* [To do]:
1 > According to the passage on disagreements over cattle treatments, how much does the writer say the tube treatment for mastitis costs?
2 > From the passage on disagreements over cattle treatments, reproduce word for word the part that opens with the words containing "Systemic is best for pink" and closes with "with the powder.".

* [Passage]:
= = = =
Among the disagreements I have with him:
No scour bolus works - if you reckon they helped a calf recover he insists it would have recovered equally without it - he still sells the boluses though!
Systemic is best for pink eye, considers the common UK treatment of aureomycin powder puffed into the eye inappropriate as it may damage the eye surface. My experience is it's cheaper and way more effective. I have had lasting eye damage from systemic treatments that didn't work - never any with the powder.
Systemic is best for mastitis, considers my wish to use the old fashioned tubes into the teat a waste of time. My experience has proven the tubes more effective (it's a $12 treatment too versus $100 for a bottle of the systemic he advocates)
He can also tell me that preg checking using ultra-sound won't work and is less accurate than manual preg checking. I had 15 years experience of preg checking by ultra-sound, he has none. I consider it a vastly superior system.
= = = =
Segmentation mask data
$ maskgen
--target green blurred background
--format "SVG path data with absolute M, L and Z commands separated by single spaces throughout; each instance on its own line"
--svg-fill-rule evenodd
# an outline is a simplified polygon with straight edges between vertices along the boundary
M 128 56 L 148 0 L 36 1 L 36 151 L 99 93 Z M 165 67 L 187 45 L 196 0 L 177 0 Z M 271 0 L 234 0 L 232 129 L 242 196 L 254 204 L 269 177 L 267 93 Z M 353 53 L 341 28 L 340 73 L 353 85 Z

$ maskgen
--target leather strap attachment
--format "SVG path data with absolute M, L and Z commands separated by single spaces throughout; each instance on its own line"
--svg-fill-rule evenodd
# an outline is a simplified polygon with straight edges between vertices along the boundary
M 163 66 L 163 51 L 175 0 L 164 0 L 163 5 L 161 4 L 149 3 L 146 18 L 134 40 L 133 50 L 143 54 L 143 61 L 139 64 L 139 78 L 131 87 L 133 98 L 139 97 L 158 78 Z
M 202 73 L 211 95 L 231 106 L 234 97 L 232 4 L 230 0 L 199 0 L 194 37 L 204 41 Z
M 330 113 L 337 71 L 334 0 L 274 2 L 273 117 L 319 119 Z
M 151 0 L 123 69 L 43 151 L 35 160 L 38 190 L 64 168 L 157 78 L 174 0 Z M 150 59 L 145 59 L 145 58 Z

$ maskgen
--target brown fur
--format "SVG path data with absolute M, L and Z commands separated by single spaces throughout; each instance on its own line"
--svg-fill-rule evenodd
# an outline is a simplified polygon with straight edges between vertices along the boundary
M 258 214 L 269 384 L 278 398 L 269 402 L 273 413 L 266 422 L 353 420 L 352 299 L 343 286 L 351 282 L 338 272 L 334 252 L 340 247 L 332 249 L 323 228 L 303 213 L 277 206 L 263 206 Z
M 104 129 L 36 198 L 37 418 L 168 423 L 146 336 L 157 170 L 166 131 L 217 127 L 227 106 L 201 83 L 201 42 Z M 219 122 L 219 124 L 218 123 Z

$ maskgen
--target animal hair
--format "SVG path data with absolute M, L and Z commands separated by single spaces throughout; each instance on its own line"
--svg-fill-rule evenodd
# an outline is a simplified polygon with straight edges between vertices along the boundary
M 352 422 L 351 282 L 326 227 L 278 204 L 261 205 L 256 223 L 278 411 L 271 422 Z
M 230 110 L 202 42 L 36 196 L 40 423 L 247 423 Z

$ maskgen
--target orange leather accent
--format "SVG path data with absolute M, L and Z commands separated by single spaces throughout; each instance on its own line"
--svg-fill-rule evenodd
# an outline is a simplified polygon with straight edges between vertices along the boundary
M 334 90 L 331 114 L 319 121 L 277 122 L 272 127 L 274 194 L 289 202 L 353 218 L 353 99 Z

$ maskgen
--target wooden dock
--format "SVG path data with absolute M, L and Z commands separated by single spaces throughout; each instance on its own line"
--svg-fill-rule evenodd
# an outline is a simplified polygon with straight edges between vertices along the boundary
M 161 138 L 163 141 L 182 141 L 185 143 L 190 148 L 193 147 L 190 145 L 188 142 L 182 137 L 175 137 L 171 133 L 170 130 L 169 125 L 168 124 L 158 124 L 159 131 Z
= = = =
* [Solved tasks]:
1 > It is a $12 treatment, compared with $100 for a bottle of the systemic treatment.

2 >
Systemic is best for pink eye, considers the common UK treatment of aureomycin powder puffed into the eye inappropriate as it may damage the eye surface. My experience is it's cheaper and way more effective. I have had lasting eye damage from systemic treatments that didn't work - never any with the powder.